::: Entries shown
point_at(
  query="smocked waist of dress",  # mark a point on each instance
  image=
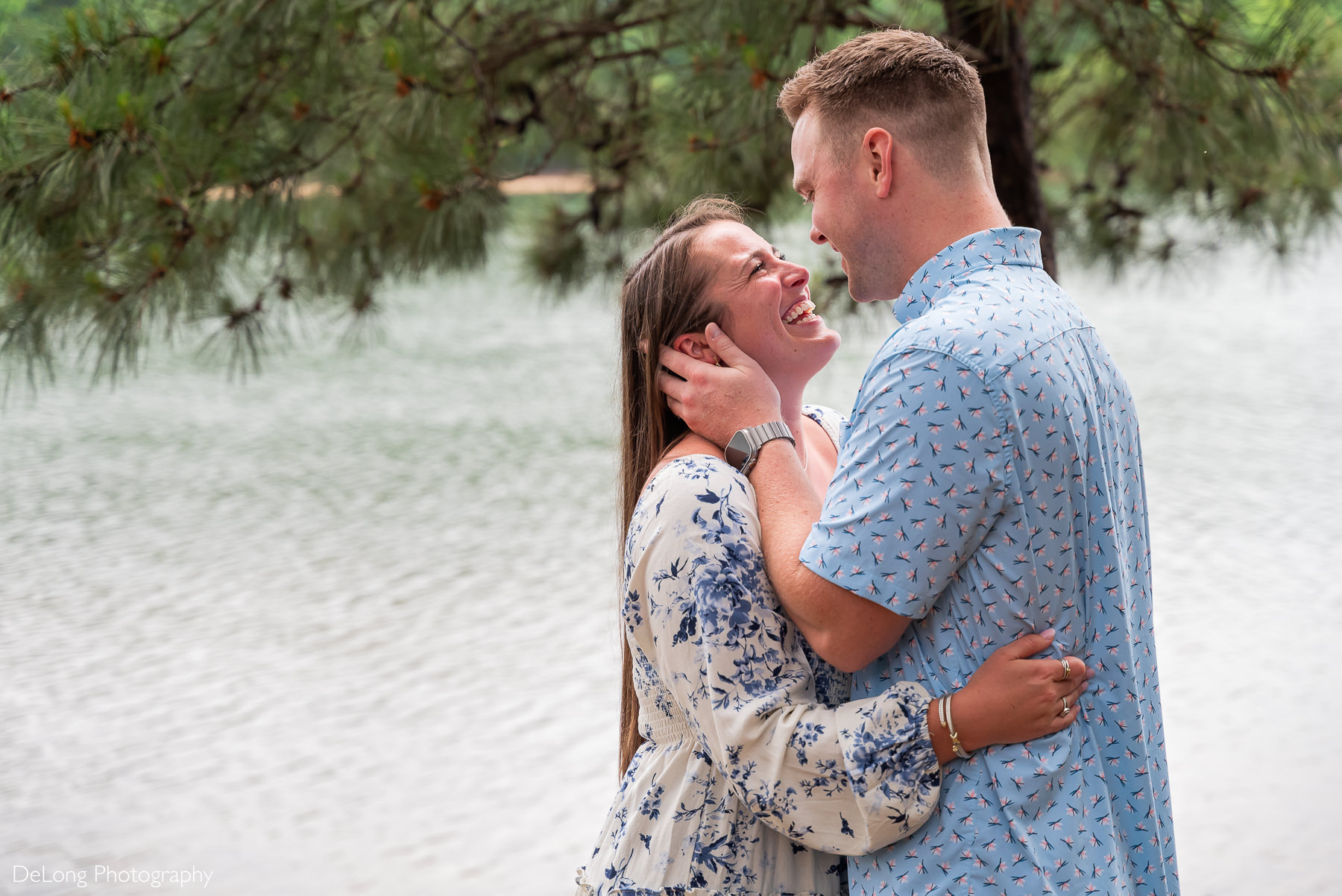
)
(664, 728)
::::::
::: Entries shown
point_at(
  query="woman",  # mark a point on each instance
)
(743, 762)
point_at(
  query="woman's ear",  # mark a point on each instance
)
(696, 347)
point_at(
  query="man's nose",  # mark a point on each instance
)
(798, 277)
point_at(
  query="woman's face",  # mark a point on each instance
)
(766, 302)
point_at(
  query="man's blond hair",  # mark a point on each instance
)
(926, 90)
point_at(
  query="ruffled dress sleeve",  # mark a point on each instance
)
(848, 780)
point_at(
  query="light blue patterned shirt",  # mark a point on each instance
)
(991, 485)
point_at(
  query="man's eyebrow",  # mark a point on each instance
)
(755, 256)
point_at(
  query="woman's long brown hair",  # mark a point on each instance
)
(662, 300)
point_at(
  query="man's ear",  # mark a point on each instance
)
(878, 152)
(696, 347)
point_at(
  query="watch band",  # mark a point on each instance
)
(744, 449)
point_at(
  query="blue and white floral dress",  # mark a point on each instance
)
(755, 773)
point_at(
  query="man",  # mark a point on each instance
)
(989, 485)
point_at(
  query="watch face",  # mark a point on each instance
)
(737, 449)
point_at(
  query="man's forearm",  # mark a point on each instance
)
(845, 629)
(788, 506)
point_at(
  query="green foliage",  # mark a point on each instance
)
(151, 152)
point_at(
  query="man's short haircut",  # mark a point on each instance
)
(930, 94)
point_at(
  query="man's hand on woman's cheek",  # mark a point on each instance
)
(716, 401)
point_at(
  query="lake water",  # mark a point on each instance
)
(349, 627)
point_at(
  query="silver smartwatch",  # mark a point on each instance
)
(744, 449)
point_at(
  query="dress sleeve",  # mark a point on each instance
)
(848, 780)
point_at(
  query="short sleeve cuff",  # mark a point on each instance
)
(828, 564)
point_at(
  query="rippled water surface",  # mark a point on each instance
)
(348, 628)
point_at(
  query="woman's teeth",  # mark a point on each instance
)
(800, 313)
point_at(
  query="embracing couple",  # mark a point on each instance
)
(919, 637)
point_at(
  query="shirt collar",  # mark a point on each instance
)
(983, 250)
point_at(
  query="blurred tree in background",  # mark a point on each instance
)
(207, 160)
::::::
Challenge:
Pull every line from the items above that contains the string "blue". Case counts, so include only lines where it appears in the same capitalization.

Solution for this problem:
  query="light blue patterned shirt",  # mark a point on each instance
  query="blue and white floral dress",  # mark a point on each instance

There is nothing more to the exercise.